__STATED PROBLEM__. Render the lines below as a two-column CSV with the headers "text" and "points," one row per line, placing each line's text and its answer in their own quoted fields with line breaks replaced by spaces. Cover every line, and leave the pictures out.

[Image point labeling lines]

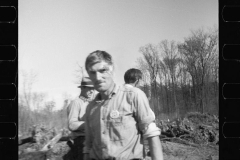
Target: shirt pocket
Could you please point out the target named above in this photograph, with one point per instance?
(119, 129)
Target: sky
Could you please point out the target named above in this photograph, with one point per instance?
(55, 36)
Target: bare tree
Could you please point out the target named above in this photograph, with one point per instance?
(170, 54)
(151, 59)
(198, 51)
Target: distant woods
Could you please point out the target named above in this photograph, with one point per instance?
(179, 77)
(182, 77)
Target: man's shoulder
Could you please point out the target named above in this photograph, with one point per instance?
(77, 100)
(130, 89)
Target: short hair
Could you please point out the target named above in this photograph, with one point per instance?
(132, 75)
(98, 56)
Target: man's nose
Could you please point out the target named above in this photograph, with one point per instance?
(98, 76)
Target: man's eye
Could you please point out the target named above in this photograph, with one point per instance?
(92, 72)
(103, 70)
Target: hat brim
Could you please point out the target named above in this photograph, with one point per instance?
(86, 86)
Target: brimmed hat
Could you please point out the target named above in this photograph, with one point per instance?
(86, 81)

__RESULT__.
text,points
"Target: shirt pocket Could you please point out the target named above in this photograph, with one point per instance?","(119, 129)"
"Target: sky Could you please point out the target named above in this photograph, with one point per instance?","(55, 36)"
"Target: bare tree Could you please point out the target named above in this photograph, with one point per instance?","(170, 54) (151, 59) (198, 51)"
"Target: distant woods Could you please point out the target named above in this photograph, with one point per instance?","(179, 77) (182, 77)"
"Target: man's shoulder Could you please point out the target named above in this photograph, with one point per instance?","(77, 100) (130, 89)"
"Target: short hair Could you please point out the target named above in this photograph, with one point per instance?","(132, 75) (98, 56)"
"Target: man's nose Could you please point out the target named above in this photograph, with one point per instance?","(98, 76)"
"Target: man's eye Could you please point out the target named above in this photograph, with one point per instance?","(92, 72) (103, 70)"
"Target: hat brim Could you please point out the target named above in this photograph, with one point per instance?","(86, 86)"
"Target: brimmed hat Could you please point out the target named above in this photograph, with one point per instance?","(86, 81)"